## Exercise prompt
Set down the material once more, exactly as it appears.

## Given records
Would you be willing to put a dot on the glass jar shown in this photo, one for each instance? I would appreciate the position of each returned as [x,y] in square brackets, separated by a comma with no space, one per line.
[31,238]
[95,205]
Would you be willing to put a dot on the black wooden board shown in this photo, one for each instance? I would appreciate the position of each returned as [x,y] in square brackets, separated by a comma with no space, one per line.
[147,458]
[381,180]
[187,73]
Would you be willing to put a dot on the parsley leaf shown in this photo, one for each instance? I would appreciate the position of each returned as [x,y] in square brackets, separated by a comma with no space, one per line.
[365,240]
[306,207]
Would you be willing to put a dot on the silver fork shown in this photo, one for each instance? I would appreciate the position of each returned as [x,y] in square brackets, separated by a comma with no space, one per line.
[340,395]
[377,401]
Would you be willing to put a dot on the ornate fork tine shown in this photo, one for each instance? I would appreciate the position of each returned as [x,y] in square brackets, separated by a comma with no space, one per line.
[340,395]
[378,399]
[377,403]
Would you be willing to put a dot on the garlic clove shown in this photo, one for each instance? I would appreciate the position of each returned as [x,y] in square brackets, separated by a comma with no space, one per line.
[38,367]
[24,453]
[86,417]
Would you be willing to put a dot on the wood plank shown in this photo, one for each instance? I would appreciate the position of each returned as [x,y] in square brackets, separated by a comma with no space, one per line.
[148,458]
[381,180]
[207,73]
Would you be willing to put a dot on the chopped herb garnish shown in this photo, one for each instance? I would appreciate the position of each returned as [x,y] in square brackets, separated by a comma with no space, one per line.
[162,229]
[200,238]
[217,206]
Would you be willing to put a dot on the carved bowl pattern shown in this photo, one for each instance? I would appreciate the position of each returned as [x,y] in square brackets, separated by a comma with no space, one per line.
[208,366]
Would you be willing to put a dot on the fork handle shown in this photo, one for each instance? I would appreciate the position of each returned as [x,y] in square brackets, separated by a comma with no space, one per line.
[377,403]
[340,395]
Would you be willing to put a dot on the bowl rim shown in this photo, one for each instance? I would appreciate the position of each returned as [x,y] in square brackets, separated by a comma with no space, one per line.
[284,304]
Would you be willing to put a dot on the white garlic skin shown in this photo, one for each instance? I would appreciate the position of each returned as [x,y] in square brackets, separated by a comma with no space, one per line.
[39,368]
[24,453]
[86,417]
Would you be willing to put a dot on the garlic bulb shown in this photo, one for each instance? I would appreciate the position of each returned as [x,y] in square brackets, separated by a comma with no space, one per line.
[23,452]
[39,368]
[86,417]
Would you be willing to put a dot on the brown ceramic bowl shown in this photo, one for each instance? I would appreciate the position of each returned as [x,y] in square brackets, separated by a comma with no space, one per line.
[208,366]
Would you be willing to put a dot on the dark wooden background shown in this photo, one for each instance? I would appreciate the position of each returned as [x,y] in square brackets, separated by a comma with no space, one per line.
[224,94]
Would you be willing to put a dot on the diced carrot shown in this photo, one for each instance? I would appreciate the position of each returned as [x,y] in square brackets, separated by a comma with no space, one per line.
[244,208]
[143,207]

## Exercise response
Would you be willing to put a dot on the glass jar shown in this photo, one for each instance? I would appreciate the position of each returned as [x,y] in square brackets, separated by a comma with no space, one per line.
[31,238]
[95,205]
Would you be willing to put a dot on the black wooden board shown in this photo, one for each instance? I would appreciate the position of each returned as [x,y] in square brackets, separated by a comma with no space, one per line.
[147,458]
[381,180]
[187,73]
Would you be willing to put a dot on the parsley leaf shown in this photo, one for each instance? I would appreciate the position of each returned as [x,y] in square brackets, separated by a comma with no space, one per line.
[365,240]
[306,207]
Would you be willing to put a dot on the silver fork shown in this photo, one for each instance? I would appreciate the position of each returned as [x,y] in square brackets, separated by a comma with no space, one per line.
[340,395]
[377,401]
Would you be willing to put a dot on the ornate fork tine shown in this photo, one for each instance? I would appreciate the position of each returned as [x,y] in square brackets, separated by a comma with no space, one per line.
[340,395]
[378,399]
[377,403]
Would you be willing to put a dot on the garlic clove shown in this photo, one for each instance? I would appreciate the position of each returned as [x,y] in square brackets, separated by a comma with no space, one per line.
[38,367]
[24,453]
[86,417]
Would you be willing to put a dot on the wood plank shown in this photo, one for each instance? I would appreciate the position of each returned as [x,y] in square brackets, separated by a comma with no space, one per line.
[148,458]
[381,180]
[207,73]
Would you be willing to put a dot on the chopped herb garnish shown in this photo, one for each instance? I would appreciate the position of each returned as [x,y] in square brackets, separated by a comma with no space, one per line.
[162,229]
[200,238]
[217,206]
Would you be willing to put a dot on the carved bowl pattern shown in this photo, one for each instance? I would appreciate the position of each returned as [x,y] in square brackets, separated by a comma with no space, one per line.
[208,366]
Would you be willing to put a dot on the fork handle shown in this photo, one for each instance? I would appreciate the position of each returned as [x,y] in square brackets, separated by a comma with no space, one per line.
[377,403]
[340,395]
Would you be willing to put a dot on the bowl rim shown in this photo, one for each instance? I would appreciate the position of each returned as [x,y] in square brackets, separated by a comma with no space, one per line.
[284,304]
Would you be willing to put a dot on the white garlic skin shown in this photo, one for each instance? I would appreciate the position of each returned as [x,y] in square brackets, separated by a comma with no space, one per line.
[39,368]
[24,453]
[86,417]
Would you be willing to put a dot on the garlic bulb shown in this photo, one for each instance? I would appreciate the position of each returned as [x,y] in square brackets, separated by a comma with no space, one per line.
[23,452]
[39,368]
[86,417]
Would you be willing to put a dot on the brown ceramic bowl shown in this photo, one for each instance? I would appreciate the position of each returned as [x,y] in square brackets, separated by a comma with no space, one per line.
[208,366]
Would you be willing to put a dot on the dark wooden background shown in this photo, one for each instance? I would appreciate the position of each returned as [x,y] in square brackets, separated by a comma with no space, one per line.
[224,94]
Would you be willing to put a dot on the diced carrot shown in this photo, one for each instance? I would appreciate the position of each returned as [x,y] in square brackets, separated by a comma with no space, one per line.
[244,208]
[143,207]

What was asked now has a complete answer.